- Document extract
* BEGIN *

[SG16-Unicode] Abstract and notes for D1859R0: Standard terminology for execution character set encodings

Tom Honermann tom at honermann.net
Mon Sep 9 05:16:38 CEST 2019


On 9/8/19 12:02 PM, Steve Downey wrote:
> Character repertoire sounds good, and I will eventually learn to spell 
> it. Character set is definitely terminology from the pre-unicode 
> times, and unfortunately tends to merge the repertoire and encoding, 
> https://www.iana.org/assignments/character-sets/character-sets.xhtml

I think I was a little over zealous earlier in stating that Unicode uses 
"character repertoire" as I described.  I looked again and don't find 
that term formally defined in the standard. However, "repertoire" is 
used throughout the standard in ways that I believe are consistent with 
my description.  I wasn't able to find an alternative formal term.

The way I've been thinking about it is that a "character repertoire" 
describes a set of /abstract characters/ (a formal Unicode term) and a 
"character set" describes a set of /encoded characters/ (a formal 
Unicode term) that associate each /abstract character/ member of a 
"character repertoire" with a /code point/ (a formal Unicode term) 
within a /codespace/ (A formal Unicode term).  See sections 2.4 and 3.4 
of Unicode 12 and uses of the word "repertoire" within those chapters.  
The Unicode standard does use the term "character set", but I didn't 
find a formal definition.

>
> Basic source character set is defined in [lex.charset] 
> http://eel.is/c++draft/lex.charset#def:character_set,basic_source
Yes, and it defines a character repertoire.  "Physical source file 
characters" is the closest I've found to a term that describes the 
actual implementation defined source character set.
>
> I'd like to get away from "execution encoding" because it conflates 
> the presumed encoding and the one selected by the current locale. Now, 
> admittedly, everyone conflates these and it's a source of error and 
> mojibake, but perhaps with better words it would be easier to teach.
I agree.  I like "dynamic encoding" because it accurately reflects the 
reality that the encoding can be changed dynamically (by calls to 
std::setlocale).
>
> As to UB. I'd like, if possible, to avoid creating new UB classes. 
> Some things should probably be ill-formed, like unencodable 
> characters. Others fall into existing UB, like specifying an inline 
> string literal with two different encodings. Reading a string with the 
> wrong encoding, I think, should be at worst unspecified, unless for 
> some reason your decoder has UB, in which case it's the decoders 
> problem, not the incorrect or mixed encoding isssue. That said, I'd 
> defer to Core on this.

* END *

- Exercise set
- a) Retype the encoding terminology message from "I agree.  I" up to and including "new UB classes.".
- b) According to the encoding terminology message, why does Tom Honermann favor the term "dynamic encoding"?

- Dataset
* BEGIN *

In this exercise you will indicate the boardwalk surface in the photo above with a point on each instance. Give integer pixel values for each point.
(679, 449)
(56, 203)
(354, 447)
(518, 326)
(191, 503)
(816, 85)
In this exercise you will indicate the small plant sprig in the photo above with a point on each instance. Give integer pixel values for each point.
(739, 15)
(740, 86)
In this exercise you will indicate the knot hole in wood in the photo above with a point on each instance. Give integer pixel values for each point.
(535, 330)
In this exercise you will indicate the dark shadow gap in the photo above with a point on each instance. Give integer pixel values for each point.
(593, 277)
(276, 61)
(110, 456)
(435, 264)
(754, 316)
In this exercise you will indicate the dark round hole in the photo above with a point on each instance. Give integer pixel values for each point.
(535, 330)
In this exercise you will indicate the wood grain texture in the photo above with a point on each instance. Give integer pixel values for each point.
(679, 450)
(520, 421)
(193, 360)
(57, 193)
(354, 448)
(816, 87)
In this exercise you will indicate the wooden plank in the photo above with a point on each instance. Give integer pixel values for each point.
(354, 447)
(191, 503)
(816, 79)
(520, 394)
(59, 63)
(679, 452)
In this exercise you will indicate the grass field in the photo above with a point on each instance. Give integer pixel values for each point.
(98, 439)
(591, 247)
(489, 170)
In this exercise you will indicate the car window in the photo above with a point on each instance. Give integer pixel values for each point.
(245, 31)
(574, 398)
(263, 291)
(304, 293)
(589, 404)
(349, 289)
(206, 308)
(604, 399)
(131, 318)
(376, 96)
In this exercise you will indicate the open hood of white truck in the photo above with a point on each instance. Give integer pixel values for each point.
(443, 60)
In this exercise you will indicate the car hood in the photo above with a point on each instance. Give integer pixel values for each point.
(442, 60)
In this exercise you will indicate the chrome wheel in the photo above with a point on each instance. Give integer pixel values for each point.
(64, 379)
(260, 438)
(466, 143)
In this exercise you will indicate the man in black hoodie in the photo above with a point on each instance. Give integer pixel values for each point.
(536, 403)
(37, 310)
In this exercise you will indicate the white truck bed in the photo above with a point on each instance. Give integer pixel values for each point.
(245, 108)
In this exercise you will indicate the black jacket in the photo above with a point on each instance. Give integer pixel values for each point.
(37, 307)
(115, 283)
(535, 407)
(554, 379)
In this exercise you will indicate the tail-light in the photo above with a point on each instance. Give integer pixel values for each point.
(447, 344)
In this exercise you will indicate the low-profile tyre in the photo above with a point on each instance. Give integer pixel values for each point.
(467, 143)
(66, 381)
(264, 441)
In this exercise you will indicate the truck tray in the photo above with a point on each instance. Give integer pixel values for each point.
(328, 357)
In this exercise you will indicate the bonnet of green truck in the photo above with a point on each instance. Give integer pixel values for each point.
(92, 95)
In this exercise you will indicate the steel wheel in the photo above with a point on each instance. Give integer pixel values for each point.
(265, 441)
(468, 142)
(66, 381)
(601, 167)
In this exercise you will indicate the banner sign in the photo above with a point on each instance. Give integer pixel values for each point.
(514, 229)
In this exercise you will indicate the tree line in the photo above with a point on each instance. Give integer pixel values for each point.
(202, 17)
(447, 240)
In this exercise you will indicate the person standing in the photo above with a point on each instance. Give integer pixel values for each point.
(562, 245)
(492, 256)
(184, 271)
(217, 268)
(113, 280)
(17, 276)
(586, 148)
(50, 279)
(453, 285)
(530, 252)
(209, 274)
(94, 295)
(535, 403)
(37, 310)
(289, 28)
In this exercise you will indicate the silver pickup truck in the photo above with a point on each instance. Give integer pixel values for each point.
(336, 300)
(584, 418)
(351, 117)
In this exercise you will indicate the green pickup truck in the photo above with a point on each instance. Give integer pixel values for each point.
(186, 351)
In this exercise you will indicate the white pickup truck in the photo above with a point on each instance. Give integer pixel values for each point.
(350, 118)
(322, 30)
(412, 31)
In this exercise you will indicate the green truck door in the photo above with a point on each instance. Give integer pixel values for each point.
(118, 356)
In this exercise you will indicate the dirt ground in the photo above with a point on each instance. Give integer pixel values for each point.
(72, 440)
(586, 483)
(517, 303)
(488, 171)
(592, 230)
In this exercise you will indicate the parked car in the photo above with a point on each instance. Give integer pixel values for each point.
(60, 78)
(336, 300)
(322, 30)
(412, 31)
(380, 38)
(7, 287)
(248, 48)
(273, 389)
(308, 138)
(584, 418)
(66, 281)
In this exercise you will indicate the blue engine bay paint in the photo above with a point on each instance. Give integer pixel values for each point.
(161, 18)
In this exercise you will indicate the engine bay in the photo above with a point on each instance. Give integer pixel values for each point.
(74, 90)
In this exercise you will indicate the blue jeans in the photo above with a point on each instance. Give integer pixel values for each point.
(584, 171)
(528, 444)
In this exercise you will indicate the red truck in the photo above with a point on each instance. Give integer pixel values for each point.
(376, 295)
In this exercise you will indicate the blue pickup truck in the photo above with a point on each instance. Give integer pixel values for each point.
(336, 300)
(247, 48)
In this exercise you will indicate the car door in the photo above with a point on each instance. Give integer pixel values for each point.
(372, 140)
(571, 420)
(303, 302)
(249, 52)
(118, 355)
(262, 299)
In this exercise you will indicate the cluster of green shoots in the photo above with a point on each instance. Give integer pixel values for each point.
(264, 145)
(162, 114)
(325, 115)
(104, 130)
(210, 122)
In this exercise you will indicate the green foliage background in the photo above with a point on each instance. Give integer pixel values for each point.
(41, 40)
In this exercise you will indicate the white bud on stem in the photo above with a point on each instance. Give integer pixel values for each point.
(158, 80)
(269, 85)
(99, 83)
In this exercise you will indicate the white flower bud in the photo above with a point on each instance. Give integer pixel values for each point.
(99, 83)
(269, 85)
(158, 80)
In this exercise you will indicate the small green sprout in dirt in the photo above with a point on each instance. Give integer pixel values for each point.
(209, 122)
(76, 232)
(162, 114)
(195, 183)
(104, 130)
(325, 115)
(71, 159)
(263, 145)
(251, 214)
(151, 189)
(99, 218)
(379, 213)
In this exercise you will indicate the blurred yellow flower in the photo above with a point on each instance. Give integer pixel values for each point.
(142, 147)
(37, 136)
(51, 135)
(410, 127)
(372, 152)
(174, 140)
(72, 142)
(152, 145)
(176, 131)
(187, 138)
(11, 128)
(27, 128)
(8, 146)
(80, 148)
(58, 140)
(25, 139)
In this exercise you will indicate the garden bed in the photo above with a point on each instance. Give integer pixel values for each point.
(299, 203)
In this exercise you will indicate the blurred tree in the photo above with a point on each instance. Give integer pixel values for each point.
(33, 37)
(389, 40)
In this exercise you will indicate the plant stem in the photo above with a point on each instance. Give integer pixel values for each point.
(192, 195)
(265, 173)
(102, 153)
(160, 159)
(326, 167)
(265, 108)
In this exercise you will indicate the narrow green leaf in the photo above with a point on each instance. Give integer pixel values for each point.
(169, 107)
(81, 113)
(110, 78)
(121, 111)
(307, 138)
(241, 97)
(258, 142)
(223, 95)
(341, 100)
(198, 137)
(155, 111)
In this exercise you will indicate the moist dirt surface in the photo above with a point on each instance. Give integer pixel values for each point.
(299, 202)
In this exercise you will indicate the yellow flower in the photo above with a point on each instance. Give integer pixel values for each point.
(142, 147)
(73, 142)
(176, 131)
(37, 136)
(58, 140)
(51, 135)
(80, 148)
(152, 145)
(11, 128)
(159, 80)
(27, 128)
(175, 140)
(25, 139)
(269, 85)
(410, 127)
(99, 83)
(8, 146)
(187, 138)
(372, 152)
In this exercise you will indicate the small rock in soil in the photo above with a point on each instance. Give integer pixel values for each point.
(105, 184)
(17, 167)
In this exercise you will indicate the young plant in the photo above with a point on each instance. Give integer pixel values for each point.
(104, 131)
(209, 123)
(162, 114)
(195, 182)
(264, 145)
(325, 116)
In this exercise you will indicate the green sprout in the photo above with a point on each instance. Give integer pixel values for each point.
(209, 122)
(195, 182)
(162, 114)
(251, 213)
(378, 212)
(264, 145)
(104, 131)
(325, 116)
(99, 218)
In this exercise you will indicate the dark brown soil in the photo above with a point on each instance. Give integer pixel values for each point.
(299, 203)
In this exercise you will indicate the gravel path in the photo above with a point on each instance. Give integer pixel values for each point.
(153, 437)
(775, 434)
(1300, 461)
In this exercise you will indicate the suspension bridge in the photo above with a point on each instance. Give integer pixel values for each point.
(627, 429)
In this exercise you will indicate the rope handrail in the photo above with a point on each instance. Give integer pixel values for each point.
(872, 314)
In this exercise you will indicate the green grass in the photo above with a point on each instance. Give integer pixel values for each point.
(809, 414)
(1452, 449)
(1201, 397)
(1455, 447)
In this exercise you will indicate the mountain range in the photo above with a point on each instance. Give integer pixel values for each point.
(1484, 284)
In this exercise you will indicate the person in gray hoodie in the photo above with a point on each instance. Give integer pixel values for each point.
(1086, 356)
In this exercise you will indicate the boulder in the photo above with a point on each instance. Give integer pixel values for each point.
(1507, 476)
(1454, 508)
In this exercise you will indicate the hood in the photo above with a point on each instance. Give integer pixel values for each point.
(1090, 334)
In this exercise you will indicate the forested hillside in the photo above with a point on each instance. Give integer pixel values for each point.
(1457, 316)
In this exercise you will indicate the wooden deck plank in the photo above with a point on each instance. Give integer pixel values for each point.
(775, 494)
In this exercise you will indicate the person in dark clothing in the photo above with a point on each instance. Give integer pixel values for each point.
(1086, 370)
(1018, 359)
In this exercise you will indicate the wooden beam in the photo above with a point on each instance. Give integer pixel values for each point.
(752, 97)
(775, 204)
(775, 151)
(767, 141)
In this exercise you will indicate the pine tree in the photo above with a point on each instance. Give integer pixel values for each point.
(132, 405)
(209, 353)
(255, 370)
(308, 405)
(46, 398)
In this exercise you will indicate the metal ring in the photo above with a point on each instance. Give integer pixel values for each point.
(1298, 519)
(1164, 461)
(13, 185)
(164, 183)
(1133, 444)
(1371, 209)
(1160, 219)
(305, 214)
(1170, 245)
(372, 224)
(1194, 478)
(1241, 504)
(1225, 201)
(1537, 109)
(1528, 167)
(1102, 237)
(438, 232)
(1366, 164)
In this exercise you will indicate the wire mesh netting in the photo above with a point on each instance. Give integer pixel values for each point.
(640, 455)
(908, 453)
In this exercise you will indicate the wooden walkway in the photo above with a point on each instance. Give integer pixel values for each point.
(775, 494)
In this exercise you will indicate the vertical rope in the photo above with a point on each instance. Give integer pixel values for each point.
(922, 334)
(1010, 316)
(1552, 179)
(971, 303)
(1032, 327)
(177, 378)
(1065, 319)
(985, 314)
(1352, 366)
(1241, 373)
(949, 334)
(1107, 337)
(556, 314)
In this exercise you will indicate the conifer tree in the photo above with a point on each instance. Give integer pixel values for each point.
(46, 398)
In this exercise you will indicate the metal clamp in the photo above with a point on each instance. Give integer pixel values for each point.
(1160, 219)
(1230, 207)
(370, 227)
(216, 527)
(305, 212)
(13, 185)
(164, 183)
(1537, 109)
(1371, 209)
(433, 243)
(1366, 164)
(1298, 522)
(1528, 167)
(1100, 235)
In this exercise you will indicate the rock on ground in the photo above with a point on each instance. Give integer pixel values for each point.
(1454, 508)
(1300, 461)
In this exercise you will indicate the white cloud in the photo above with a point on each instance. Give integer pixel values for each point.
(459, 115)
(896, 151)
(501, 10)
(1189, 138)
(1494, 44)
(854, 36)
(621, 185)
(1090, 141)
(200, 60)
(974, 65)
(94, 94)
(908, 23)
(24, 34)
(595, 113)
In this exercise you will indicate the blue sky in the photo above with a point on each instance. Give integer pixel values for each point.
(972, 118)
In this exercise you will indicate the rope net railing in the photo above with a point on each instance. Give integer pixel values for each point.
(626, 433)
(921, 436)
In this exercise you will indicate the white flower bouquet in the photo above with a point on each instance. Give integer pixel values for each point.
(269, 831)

* END *

- The responses
- a)
I agree.  I like "dynamic encoding" because it accurately reflects the 
reality that the encoding can be changed dynamically (by calls to 
std::setlocale).
>
> As to UB. I'd like, if possible, to avoid creating new UB classes.

- b) He favors it because it accurately reflects that the encoding can be changed dynamically through calls to std::setlocale.